AVAILABLE DATA:

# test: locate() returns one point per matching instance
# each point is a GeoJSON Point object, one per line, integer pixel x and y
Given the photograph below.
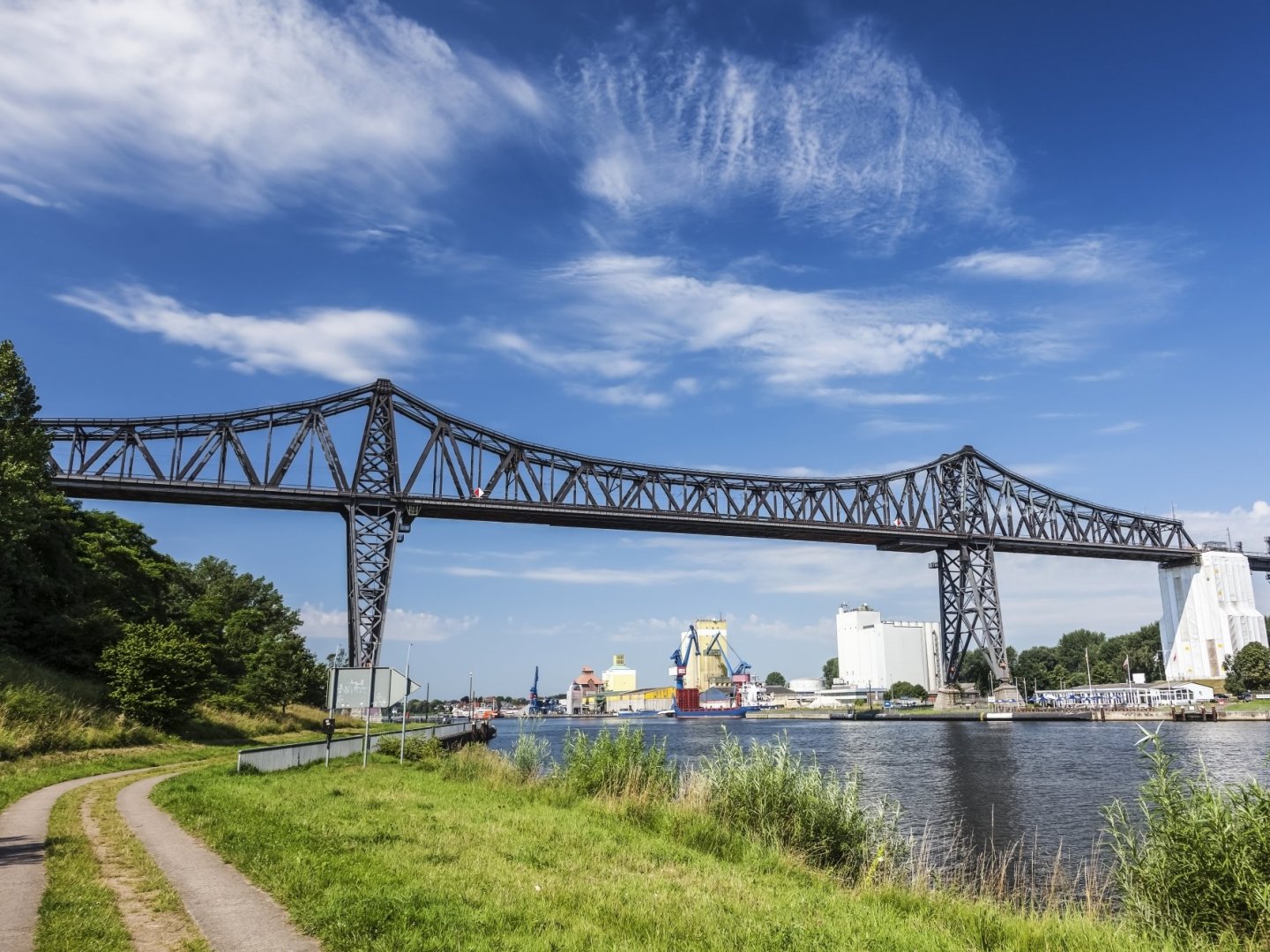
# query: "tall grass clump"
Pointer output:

TASK DESCRIPTION: The lines above must be transcribed exactly, with every picture left out.

RESPONSE TO THE TASK:
# test: locate() returns one point per matching instance
# each point is a GeoJSON Point object, one per line, integer pixel x and y
Given the photograph below.
# query: "tall grass clump"
Pointer output:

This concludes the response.